++++ Records supplied ++++
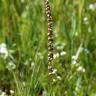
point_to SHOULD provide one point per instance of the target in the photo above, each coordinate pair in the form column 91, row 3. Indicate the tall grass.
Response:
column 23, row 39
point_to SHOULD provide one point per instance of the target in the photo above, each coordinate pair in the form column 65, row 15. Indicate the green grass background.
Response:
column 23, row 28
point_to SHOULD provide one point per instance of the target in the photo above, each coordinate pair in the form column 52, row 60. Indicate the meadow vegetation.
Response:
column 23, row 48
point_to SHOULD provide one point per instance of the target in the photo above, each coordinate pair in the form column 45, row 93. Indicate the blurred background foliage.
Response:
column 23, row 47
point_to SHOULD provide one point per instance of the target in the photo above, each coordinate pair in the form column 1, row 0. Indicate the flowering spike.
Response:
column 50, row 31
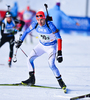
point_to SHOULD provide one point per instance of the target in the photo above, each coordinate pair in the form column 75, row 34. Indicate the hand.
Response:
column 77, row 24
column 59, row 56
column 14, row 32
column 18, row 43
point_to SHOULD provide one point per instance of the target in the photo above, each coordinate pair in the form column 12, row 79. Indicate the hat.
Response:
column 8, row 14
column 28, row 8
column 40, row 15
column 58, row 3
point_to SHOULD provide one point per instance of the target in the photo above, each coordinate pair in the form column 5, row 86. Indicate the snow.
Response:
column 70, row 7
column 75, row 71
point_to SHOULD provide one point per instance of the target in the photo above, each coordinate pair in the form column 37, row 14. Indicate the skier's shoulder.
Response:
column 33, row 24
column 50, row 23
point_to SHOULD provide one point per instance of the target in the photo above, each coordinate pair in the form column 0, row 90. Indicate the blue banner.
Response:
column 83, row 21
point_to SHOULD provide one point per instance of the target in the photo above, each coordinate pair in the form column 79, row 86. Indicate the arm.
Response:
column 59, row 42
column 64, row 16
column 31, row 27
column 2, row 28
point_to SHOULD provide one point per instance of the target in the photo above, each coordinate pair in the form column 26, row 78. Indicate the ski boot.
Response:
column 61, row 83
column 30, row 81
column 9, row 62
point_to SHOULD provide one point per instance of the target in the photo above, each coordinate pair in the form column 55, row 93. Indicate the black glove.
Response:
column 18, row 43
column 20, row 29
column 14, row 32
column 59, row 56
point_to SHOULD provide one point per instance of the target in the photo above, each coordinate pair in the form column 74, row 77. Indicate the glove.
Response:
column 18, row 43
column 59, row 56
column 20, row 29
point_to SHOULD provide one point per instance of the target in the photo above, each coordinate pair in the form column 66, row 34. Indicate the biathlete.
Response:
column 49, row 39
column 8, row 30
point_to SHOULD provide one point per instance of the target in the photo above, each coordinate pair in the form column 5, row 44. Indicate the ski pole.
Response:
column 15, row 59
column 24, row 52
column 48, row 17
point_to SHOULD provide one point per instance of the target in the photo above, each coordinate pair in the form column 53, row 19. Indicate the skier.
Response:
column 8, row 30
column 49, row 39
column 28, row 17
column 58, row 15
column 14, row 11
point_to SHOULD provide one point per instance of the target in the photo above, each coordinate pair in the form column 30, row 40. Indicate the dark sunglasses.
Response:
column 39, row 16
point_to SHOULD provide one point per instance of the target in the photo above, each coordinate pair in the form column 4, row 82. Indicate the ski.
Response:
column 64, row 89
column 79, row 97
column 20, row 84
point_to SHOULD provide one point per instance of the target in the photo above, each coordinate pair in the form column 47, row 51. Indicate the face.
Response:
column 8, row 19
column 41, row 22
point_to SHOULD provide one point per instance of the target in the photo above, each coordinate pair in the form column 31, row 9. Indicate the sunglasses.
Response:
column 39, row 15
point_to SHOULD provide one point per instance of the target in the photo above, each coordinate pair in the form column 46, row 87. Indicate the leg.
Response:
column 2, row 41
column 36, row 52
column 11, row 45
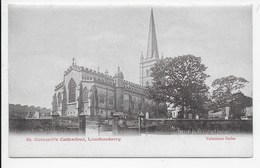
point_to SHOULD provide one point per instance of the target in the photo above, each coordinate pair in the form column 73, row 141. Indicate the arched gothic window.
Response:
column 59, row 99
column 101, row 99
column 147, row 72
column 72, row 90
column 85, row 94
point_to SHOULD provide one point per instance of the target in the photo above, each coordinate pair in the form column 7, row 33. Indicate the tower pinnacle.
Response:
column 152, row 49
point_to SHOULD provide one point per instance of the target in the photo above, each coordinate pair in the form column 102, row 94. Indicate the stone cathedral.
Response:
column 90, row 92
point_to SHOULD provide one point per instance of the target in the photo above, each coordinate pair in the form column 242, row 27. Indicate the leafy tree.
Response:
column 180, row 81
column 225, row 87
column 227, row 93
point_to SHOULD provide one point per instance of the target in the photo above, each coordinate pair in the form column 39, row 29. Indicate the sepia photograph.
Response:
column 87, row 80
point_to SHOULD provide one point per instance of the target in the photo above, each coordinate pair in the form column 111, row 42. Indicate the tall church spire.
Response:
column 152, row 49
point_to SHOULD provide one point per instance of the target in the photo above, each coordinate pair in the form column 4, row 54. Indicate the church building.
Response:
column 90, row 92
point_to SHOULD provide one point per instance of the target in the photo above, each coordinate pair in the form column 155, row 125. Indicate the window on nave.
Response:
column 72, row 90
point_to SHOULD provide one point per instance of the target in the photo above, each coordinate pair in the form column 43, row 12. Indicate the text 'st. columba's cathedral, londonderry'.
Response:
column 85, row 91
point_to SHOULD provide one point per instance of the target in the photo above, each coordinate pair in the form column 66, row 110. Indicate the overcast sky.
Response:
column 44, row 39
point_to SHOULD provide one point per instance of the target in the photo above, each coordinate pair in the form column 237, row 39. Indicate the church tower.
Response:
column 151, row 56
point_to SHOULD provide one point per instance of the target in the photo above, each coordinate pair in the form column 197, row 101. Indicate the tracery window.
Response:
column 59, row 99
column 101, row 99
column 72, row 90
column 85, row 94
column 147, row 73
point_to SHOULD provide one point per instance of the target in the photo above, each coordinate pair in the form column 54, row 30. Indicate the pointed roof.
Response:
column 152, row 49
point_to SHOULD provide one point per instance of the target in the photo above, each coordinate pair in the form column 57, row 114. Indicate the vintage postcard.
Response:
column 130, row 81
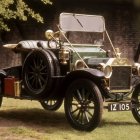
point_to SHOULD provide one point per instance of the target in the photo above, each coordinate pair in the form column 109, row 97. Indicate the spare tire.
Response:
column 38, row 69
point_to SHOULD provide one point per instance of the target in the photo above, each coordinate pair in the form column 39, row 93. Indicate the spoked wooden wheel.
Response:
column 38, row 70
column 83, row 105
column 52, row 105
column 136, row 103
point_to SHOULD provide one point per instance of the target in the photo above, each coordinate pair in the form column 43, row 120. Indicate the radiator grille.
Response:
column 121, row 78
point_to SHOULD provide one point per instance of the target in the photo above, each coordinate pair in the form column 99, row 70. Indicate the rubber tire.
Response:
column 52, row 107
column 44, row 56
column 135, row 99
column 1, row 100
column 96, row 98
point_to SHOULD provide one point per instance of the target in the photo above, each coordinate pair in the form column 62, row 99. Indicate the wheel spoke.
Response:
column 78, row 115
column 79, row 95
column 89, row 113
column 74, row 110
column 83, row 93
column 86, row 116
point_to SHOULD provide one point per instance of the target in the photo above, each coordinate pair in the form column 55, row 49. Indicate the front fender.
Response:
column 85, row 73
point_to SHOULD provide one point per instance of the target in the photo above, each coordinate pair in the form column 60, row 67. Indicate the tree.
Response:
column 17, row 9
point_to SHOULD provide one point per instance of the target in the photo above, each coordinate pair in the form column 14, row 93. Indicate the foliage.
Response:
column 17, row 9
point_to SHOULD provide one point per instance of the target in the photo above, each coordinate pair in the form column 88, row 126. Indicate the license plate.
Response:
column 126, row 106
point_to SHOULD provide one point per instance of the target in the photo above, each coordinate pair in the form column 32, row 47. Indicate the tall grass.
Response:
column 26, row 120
++++
++++ Records supplied ++++
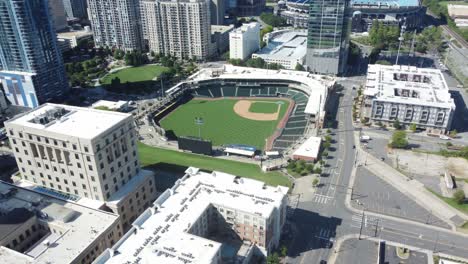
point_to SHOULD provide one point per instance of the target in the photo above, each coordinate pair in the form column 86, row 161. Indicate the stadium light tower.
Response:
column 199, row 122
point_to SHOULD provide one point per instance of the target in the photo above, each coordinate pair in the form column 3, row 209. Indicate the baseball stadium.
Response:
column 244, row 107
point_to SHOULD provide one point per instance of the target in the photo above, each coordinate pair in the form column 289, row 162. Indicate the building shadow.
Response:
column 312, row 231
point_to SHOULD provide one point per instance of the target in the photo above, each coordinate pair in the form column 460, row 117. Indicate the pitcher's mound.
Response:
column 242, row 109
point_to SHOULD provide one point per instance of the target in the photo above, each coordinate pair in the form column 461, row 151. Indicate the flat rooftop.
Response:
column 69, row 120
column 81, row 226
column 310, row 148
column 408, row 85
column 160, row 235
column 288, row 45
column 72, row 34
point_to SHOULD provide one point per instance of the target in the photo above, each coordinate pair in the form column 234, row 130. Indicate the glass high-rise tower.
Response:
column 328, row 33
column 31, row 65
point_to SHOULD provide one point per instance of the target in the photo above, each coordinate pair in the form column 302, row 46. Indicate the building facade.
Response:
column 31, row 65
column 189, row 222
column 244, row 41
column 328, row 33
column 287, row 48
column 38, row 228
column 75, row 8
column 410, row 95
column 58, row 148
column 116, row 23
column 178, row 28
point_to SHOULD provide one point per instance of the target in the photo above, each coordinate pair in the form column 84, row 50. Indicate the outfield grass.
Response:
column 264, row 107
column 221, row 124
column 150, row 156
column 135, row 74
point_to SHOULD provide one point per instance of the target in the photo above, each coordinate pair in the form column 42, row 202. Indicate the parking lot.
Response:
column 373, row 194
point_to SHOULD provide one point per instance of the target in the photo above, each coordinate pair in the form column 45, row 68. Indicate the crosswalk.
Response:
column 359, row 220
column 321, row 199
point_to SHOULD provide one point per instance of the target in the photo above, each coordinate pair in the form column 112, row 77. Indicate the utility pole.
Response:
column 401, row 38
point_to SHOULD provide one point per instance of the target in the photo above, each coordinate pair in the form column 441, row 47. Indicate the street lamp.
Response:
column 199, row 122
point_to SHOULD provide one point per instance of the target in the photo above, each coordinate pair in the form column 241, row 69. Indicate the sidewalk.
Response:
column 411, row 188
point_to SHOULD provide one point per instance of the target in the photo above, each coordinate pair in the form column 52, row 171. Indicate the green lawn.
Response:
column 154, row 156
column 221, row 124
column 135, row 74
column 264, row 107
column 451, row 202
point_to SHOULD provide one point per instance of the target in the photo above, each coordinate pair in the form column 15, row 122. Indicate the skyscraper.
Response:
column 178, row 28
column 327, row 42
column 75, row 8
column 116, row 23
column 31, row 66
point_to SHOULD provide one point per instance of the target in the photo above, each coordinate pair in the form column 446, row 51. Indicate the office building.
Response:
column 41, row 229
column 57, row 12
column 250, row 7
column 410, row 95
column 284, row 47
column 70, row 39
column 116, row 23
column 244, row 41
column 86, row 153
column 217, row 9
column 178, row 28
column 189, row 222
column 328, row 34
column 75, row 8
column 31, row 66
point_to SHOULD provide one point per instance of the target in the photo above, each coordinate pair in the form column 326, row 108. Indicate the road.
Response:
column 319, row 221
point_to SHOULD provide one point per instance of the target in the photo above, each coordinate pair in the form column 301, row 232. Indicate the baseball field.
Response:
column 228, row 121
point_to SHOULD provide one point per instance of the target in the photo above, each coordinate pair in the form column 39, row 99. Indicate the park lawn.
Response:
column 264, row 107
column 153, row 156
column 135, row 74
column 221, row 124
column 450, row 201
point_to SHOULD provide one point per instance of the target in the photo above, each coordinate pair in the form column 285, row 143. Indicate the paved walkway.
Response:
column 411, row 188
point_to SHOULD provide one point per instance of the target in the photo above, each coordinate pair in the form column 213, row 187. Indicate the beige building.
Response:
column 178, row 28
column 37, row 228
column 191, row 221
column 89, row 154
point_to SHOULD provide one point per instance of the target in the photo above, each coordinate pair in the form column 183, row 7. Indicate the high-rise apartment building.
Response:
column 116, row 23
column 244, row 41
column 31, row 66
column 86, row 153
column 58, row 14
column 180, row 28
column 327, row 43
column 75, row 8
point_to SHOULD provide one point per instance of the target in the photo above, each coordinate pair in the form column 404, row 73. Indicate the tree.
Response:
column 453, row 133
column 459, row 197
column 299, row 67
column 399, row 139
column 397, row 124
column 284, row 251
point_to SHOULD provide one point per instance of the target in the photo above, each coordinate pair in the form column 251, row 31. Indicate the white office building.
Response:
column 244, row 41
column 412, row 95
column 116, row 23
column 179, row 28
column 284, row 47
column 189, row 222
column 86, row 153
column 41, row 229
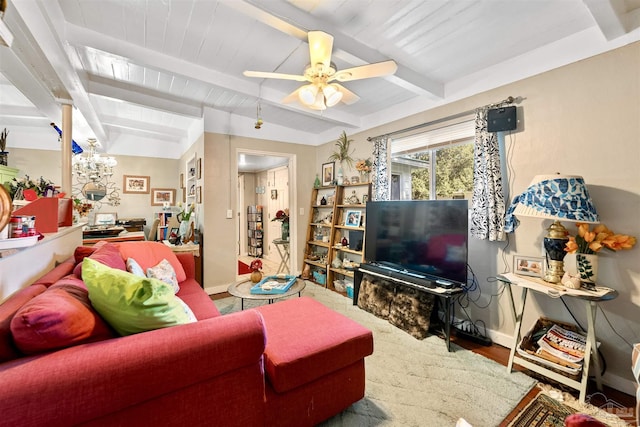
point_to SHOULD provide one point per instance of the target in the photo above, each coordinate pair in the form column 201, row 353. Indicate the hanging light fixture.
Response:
++++
▶ Aim of the exercise
State only the number of lines in the entries above that contain the word "window".

▶ Response to this exercise
3